**Work request:** Among the entries below, find the lines with the word "watermelon" and copy them.
(Data extracts begins)
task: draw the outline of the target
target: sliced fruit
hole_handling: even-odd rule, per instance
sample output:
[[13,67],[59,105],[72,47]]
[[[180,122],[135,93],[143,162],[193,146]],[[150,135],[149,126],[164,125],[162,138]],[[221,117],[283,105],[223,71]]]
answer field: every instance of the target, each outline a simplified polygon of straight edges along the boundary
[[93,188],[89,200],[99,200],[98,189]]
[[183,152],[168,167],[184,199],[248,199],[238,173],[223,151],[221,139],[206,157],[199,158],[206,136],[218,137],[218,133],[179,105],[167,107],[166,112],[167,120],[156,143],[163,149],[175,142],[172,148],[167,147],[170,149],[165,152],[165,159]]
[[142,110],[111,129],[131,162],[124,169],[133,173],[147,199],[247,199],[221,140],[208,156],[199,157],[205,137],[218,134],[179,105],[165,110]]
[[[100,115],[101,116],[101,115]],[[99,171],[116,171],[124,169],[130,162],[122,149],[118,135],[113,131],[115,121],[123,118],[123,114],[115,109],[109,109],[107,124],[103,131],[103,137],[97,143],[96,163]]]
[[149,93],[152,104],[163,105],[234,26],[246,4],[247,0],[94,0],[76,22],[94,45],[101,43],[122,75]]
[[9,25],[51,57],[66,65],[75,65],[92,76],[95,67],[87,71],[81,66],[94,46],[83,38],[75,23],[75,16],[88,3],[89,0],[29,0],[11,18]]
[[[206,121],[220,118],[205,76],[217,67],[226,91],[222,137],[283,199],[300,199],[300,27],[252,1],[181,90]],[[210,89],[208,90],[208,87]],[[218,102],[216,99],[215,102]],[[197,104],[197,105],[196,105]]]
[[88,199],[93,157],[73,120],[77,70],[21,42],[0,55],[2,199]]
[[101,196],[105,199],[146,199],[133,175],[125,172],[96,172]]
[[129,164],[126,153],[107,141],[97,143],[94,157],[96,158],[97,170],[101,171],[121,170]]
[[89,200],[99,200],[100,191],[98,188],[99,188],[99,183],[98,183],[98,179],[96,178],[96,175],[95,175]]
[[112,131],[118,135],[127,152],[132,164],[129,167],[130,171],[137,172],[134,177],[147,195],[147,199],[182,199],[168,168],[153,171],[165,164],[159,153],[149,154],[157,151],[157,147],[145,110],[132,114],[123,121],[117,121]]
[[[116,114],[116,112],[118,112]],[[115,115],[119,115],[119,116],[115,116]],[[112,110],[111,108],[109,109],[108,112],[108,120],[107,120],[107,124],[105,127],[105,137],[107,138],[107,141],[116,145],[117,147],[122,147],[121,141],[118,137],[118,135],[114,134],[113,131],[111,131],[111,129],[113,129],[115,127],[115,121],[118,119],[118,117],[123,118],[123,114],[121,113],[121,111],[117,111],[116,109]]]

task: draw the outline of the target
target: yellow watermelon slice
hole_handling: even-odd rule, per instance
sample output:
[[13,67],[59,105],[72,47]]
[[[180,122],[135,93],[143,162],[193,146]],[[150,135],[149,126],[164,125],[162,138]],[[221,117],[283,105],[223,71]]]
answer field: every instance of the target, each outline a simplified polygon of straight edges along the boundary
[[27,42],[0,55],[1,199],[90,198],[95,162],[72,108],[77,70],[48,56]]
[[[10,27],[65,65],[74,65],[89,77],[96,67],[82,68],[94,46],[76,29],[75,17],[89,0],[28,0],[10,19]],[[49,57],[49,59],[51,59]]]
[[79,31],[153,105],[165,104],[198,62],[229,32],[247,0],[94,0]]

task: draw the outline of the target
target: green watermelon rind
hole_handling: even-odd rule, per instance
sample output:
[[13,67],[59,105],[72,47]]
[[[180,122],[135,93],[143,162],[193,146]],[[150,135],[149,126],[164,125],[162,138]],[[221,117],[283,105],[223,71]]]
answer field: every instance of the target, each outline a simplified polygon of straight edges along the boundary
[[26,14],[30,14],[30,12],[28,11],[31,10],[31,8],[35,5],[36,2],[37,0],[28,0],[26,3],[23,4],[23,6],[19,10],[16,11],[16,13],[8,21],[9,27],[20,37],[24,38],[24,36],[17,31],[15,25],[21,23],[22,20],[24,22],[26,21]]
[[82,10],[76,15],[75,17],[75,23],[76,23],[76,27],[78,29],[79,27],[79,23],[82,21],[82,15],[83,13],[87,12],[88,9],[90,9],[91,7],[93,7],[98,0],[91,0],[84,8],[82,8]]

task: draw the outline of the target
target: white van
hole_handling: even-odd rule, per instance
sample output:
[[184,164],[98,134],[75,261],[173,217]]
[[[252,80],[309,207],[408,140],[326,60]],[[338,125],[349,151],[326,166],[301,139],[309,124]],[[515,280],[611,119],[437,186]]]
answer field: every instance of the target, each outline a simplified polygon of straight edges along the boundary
(Data extracts ends)
**Completed task:**
target: yellow watermelon slice
target: green watermelon rind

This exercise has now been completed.